Edensor: Mimpi Masih Berlanjut

Edensor: Mimpi Masih Berlanjut
Pic. Nofisha Arianti
Judul : Edensor
Penulis  : Andrea Hirata
Penerbit  : Bentang Pustaka
Jumlah halaman : xii + 290 halaman; 20,5 cm
Nomor ISBN :  978-602-8811-09-5
Tahun Cetakan : Cetakan Pertama, Mei 2007
Cetakan Kedua, Juli 2007
Cetakan Ketiga, Agustus 2007
Cetakan Keempat, Oktober 2007
             Novel Edensor adalah novel ketiga dari tetralogi Laskar Pelangi. Pada novel pertama penulis dengan apik menjelaskan kehidupan Ikal dan kawan-kawannya yang memiliki mimpi tinggi walaupun berada di penjuru Indonesia. Novel kedua, mengisahkan betapa beruntungnya Ikal, Arai dan Jimbron dapat meneruskan sekolah ke tingkat Sekolah Menengah Atas (SMA) walaupun harus menjadi kuli bangunan saat tidak berseragam. Pada akhirnya di novel ketiga, perjuangan para pemimpi dapat terkabul, Ikal dan Arai berhasil menembus Eropa. Dilihat dari jumlahnya cetakan, mengindikasikan bahwa masyarakat Indonesia sangat berminat terhadap novel ketiga ini.

**PETUNJUK TUGAS**
1 - Dari ulasan novel Edensor di atas, sebutkan setiap cetakan yang tercantum beserta bulan dan tahunnya.
2 - Teruskan ulasan novel Edensor di atas, dimulai setelah kalimat terakhirnya.

**CATATAN**
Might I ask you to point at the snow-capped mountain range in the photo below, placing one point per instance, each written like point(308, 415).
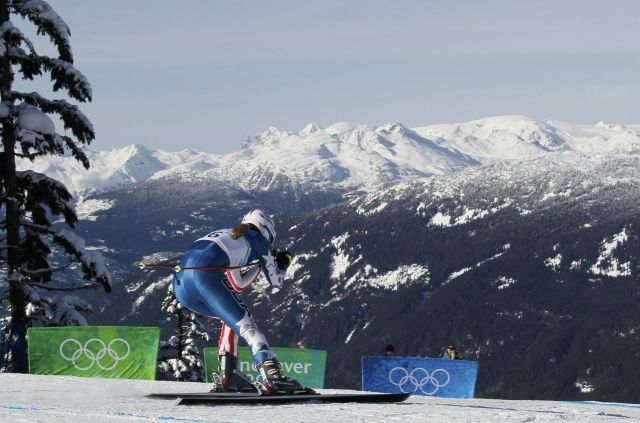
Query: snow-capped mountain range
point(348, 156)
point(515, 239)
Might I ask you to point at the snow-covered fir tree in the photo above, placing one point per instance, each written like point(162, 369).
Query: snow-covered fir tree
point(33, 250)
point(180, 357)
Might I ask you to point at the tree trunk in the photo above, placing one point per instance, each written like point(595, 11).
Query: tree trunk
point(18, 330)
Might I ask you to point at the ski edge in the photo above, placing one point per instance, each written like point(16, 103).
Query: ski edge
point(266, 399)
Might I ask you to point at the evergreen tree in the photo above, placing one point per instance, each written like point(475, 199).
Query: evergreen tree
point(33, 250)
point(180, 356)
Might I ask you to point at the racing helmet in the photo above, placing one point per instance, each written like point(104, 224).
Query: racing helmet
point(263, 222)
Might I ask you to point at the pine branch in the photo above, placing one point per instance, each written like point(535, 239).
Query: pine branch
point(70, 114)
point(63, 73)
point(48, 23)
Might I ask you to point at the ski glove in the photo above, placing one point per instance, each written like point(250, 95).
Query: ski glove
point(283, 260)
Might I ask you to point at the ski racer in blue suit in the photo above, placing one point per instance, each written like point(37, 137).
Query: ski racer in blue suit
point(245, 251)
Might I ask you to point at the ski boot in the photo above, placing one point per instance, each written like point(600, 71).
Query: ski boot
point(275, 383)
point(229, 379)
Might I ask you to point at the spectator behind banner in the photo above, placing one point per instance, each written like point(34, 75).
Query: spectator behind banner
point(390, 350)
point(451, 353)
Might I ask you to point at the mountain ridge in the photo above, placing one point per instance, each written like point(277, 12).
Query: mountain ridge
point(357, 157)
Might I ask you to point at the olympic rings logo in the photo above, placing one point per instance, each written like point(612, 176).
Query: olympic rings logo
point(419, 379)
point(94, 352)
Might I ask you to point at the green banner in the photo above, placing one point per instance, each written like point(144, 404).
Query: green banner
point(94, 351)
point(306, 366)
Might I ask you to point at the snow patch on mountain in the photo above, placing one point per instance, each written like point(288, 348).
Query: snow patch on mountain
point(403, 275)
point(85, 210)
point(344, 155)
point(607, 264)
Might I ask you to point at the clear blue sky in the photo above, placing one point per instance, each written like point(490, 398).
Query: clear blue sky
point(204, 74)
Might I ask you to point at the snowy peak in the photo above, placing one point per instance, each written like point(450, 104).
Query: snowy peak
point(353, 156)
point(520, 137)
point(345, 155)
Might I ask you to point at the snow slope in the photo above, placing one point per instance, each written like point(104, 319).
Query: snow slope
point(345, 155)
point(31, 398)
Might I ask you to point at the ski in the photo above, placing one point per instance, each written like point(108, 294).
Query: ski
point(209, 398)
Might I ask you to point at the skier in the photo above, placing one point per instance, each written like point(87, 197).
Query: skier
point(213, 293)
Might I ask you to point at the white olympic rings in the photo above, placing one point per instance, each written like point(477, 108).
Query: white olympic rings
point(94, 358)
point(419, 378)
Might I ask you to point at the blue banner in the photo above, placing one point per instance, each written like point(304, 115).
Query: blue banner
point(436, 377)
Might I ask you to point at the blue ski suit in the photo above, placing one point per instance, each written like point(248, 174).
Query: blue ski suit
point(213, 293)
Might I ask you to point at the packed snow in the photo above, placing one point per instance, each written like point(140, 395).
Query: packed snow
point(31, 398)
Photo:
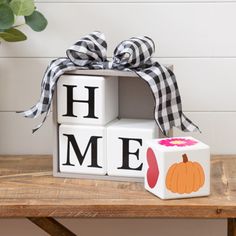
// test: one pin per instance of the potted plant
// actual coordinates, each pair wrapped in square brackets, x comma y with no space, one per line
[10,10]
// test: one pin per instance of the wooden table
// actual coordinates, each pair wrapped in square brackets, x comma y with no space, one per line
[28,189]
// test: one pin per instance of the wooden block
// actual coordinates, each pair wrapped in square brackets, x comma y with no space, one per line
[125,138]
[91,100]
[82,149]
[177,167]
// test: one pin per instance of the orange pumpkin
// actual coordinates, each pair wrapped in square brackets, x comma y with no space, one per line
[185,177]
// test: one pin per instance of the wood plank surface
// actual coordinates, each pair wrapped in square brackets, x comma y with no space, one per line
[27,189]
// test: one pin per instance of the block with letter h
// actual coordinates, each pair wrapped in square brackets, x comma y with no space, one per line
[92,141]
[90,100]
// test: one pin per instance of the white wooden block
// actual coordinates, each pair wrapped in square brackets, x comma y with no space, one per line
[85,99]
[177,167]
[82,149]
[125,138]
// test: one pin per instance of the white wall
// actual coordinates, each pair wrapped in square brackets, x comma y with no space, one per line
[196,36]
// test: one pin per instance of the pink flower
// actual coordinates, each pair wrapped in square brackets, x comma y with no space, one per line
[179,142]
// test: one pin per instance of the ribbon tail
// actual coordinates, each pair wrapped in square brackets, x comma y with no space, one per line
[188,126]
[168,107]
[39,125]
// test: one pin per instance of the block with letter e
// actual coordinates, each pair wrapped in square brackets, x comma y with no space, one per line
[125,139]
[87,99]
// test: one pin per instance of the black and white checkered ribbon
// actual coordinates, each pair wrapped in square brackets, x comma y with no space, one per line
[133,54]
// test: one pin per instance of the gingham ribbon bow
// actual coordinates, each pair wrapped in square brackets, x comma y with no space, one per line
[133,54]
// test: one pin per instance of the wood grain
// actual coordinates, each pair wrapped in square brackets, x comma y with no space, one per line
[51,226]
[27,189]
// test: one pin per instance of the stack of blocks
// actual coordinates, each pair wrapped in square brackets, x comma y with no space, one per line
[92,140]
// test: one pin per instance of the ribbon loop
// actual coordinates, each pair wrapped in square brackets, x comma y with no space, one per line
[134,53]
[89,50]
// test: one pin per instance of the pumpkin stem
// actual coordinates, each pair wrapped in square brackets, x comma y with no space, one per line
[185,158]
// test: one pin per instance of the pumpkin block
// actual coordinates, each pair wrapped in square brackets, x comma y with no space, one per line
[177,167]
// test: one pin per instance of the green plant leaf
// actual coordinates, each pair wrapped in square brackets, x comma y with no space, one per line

**JAWABAN TIAP TUGAS**
1 -
Cetakan Pertama, Mei 2007
Cetakan Kedua, Juli 2007
Cetakan Ketiga, Agustus 2007
Cetakan Keempat, Oktober 2007

2 -
          “Bermimpilah, karena Tuhan akan memeluk mimpi-mimpi itu,” katanya. Esoknya Arai menumpang truk ke Tanjong Pandan. Ia terbanting-banting di dalam bak, berdiri di celah tong-tong timah, hanya untuk membeli poster Jim Morrison. Ikal yang telah ditinggal pergi oleh kedua orangtuanya sejak masih kecil, tumbuh menjadi pribadi yang kuat dan pantang menyerah. Tak jarang ia menguatkan Ikal akan mimpi-mimpinya, walaupun ia sendiri tak tahu apakah mimpinya akan terwujud atau tidak.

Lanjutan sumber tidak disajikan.